Admittedly, The Ardennes does take a hot second to rev its engines. At the onset, family dynamics and beer-chugging bravado are what welcome Kenny home. He expects life to have waited for his release and struggles to cope with Sylvie’s proclaimed disinterest. She can not longer look at the man who personifies every bad choice she ever made, as Kenny continues to swill alcohol and provoke confrontation just like old times. Dave tries to vouch for Kenny, but ends up jobless along with his deadbeat brother. These are the monotone motions that lead to a much more searing excursion into the wooded Ardennes, where Pront throws every conflict into the air just to see where they might land.

I rather like the dense air between Janssens and Perceval, yet it’s Jan Bijvoet’s introduction as Kenny’s former prison bunkmate – Stef – that marks the film’s crescendo upwards. He lives amongst the Ardennes woodlands, where Dave and Kenny spent many happier, simpler years as children. This tags the Belgian landmark as a nostalgic safe haven for the boys (happy memories to think back on), but instead, they’re about to evoke the region’s WWII history of bloodshed and violence (symbolic and representative in more than one way).

(Stored entries)
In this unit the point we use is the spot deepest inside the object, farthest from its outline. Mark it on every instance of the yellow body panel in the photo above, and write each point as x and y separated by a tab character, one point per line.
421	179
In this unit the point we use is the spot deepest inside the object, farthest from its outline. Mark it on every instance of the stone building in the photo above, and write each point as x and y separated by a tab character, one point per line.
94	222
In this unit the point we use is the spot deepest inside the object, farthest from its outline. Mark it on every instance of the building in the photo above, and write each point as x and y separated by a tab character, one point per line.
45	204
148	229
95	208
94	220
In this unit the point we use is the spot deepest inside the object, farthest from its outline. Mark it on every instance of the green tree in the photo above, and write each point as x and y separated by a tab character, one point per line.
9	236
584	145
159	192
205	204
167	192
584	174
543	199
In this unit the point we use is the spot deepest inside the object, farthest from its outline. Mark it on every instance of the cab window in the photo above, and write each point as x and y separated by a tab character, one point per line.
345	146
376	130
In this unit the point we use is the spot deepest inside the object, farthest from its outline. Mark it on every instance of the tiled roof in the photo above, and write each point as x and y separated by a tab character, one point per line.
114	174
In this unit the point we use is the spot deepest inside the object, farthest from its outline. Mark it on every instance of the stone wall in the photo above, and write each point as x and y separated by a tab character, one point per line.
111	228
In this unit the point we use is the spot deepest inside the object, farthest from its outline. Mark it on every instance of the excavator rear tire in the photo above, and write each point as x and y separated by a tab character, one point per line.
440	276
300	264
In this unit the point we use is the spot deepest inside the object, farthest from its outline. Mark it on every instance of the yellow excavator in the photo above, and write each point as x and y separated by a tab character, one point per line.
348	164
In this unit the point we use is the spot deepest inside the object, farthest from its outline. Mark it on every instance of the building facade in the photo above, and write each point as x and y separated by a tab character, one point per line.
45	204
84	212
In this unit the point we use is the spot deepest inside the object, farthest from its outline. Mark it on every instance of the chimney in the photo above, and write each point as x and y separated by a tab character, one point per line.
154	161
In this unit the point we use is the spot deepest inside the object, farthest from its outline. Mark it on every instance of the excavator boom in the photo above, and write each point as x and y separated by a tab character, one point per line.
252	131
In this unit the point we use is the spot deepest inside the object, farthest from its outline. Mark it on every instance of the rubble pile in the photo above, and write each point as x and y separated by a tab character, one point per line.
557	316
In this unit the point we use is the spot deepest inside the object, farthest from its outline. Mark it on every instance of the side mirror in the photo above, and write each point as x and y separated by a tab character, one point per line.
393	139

## Given request
Answer each question from the film review above.
(a) What happens to Dave after he tries to vouch for Kenny?
(b) Which actor is introduced as Kenny's former prison bunkmate, Stef?
(c) Where does Stef live?

## Exercise result
(a) He ends up jobless along with Kenny.
(b) Jan Bijvoet.
(c) Among the Ardennes woodlands.